# [What is being asked]
Reproduce verbatim the lines of the items below, starting with the line that contains "Can you spot the mirror" and ending with the line that contains "[[144, 238], [428, 306]]", with both of those lines included.

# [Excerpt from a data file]
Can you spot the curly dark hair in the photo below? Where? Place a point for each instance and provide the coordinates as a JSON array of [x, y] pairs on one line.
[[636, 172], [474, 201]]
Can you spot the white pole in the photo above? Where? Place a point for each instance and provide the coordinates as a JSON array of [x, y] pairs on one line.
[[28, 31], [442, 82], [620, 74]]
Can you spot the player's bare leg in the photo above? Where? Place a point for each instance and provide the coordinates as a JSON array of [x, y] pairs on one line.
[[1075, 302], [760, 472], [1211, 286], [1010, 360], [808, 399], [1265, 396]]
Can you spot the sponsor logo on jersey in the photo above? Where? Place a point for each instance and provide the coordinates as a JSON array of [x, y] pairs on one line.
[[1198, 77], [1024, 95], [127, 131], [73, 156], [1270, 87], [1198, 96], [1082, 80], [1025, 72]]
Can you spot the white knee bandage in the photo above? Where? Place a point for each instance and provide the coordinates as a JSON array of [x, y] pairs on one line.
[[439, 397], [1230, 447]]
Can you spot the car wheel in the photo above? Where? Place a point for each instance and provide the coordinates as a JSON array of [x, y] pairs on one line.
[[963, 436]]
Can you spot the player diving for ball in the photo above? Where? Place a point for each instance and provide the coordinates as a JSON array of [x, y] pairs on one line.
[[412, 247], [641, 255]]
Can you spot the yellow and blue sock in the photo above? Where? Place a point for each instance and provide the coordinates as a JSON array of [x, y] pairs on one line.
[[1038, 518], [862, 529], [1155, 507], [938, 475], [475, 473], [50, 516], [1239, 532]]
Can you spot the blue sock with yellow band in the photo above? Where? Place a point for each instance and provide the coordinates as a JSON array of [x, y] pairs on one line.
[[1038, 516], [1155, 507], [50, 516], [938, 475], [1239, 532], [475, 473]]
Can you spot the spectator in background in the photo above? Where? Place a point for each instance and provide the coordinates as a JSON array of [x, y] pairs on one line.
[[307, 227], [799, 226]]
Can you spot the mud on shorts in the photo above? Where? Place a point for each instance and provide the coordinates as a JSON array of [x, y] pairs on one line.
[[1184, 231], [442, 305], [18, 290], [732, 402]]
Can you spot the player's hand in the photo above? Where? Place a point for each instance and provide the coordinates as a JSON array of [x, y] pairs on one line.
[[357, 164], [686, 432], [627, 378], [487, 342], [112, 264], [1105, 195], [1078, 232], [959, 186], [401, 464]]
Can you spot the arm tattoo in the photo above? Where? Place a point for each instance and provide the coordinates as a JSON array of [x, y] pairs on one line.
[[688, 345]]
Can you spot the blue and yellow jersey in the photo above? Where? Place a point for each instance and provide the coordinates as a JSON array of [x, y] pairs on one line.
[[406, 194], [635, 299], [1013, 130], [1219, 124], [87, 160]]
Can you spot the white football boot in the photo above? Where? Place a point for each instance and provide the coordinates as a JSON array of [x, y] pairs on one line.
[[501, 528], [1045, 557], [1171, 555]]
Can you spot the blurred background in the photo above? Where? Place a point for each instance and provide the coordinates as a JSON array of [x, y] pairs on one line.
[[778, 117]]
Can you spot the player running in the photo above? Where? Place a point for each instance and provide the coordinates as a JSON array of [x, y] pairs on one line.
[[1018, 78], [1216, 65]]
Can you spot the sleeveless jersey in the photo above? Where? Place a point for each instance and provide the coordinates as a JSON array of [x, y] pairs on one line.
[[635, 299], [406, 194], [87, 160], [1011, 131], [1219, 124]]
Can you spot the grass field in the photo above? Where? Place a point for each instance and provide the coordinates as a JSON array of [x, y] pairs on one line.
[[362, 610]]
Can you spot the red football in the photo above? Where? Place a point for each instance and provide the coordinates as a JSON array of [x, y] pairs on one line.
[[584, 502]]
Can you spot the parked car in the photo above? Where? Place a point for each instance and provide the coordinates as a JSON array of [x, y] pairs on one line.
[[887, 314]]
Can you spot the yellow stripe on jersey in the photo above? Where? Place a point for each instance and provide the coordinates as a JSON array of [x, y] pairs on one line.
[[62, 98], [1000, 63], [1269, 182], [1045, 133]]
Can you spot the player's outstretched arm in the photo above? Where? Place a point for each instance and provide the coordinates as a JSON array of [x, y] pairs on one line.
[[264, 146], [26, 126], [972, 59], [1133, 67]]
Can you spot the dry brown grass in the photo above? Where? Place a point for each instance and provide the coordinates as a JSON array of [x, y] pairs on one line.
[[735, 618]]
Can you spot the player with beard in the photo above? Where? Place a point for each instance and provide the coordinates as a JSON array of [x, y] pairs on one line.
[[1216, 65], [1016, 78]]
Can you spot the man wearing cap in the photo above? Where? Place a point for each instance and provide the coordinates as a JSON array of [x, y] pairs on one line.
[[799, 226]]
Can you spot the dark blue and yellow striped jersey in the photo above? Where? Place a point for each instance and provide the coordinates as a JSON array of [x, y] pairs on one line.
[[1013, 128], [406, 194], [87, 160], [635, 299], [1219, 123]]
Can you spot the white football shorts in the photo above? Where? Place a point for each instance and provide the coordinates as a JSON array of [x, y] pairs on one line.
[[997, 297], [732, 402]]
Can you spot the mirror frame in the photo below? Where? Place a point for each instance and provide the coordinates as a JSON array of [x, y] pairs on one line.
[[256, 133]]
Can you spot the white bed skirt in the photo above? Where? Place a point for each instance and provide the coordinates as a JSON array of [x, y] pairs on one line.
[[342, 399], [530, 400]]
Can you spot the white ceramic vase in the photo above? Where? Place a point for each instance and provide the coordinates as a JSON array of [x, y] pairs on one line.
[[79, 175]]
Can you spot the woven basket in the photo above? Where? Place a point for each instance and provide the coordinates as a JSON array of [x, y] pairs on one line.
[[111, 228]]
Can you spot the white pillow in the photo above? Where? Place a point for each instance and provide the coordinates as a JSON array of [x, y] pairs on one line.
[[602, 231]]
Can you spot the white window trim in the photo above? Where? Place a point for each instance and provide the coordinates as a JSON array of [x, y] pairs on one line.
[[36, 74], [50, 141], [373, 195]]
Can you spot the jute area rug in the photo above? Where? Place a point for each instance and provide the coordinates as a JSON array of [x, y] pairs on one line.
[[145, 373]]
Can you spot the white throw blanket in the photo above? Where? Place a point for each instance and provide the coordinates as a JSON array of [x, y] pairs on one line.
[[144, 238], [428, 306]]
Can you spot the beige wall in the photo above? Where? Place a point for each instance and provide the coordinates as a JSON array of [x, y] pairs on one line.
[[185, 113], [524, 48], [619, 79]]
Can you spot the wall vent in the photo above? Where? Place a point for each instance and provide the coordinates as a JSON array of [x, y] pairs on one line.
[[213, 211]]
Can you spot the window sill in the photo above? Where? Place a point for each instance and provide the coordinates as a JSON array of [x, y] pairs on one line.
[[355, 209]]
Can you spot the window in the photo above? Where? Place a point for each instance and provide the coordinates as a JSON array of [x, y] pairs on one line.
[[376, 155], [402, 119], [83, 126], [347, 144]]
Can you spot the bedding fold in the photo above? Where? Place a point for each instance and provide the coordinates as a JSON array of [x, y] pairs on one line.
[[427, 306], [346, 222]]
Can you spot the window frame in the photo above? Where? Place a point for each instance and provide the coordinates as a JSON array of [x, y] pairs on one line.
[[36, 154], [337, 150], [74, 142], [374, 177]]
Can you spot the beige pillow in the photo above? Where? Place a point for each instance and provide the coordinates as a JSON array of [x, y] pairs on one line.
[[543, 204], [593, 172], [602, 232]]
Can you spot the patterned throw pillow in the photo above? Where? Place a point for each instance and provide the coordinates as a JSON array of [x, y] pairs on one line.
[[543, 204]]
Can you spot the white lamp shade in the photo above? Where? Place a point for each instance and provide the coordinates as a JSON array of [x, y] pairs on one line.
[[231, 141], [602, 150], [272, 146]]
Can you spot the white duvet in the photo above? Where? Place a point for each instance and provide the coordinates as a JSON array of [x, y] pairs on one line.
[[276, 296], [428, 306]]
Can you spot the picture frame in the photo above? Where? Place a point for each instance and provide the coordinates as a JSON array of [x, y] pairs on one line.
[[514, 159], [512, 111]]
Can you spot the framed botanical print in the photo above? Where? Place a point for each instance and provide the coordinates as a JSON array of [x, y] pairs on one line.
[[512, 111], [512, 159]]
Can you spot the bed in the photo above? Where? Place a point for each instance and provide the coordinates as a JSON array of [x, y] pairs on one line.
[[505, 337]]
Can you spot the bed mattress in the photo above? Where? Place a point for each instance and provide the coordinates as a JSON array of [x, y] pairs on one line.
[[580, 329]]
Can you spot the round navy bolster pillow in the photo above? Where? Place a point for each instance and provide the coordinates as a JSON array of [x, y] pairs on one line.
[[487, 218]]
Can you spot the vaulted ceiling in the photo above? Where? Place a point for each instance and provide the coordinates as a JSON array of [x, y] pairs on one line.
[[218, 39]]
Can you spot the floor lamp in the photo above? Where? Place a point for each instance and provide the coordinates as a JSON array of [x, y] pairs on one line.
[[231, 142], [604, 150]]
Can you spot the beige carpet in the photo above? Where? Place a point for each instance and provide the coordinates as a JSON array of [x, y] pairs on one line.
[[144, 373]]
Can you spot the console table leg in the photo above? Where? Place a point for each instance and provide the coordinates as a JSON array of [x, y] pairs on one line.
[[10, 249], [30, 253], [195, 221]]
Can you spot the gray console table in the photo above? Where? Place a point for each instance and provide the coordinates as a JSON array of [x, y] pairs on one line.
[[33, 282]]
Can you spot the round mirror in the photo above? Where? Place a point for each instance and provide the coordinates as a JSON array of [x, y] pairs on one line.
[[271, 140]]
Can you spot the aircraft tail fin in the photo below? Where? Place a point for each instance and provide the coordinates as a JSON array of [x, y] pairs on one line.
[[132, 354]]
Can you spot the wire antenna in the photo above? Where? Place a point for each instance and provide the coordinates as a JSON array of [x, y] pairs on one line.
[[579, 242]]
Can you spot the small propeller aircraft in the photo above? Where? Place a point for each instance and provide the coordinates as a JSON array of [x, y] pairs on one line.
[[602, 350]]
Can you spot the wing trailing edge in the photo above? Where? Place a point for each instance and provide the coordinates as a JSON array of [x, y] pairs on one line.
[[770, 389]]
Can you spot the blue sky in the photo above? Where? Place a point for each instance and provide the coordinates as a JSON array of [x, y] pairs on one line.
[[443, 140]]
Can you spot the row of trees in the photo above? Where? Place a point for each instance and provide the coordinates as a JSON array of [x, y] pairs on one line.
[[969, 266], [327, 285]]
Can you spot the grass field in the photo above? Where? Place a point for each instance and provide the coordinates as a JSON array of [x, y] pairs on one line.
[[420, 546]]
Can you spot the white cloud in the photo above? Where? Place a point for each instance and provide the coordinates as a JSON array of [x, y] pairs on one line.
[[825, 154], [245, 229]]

# [Final result]
Can you spot the mirror frame in the photo below? Where? Place a point for each instance and provide the coordinates as a JSON array of [x, y] pairs on one line.
[[256, 133]]
Can you spot the white bed skirt in the photo above? Where? Place a point for each instance and provide the coordinates as a JSON array of [x, y] pairs on one line.
[[342, 399], [530, 400]]
Can you spot the white ceramic vase in the photo above? Where? Place a point for each instance and provide the coordinates as a JSON array of [x, y] pairs on one line.
[[79, 175]]
Can you spot the woven basket in the photo above? Where? Place a point for each instance and provide the coordinates as a JSON array of [x, y] pairs on one line.
[[111, 228]]
Can you spot the white pillow in the photo above? Where? Place a point for each instance and provide the coordinates as a JSON array of [x, y] pairs on one line.
[[602, 231]]
Can you spot the white window trim in the photo above? Where? Place a point for each instance and provide the coordinates as a JSON array of [x, y] pairs on one line.
[[36, 74], [50, 141], [373, 195]]
Can you spot the jute area rug in the photo above? Where? Place a point for each instance and provide the coordinates as a JSON array of [x, y] pairs on one line.
[[145, 373]]
Can you spot the white throw blanket in the photo above? Where? Place a point for each instance and provide the coordinates as a JSON array of [x, y] pairs on one line.
[[144, 238], [428, 306]]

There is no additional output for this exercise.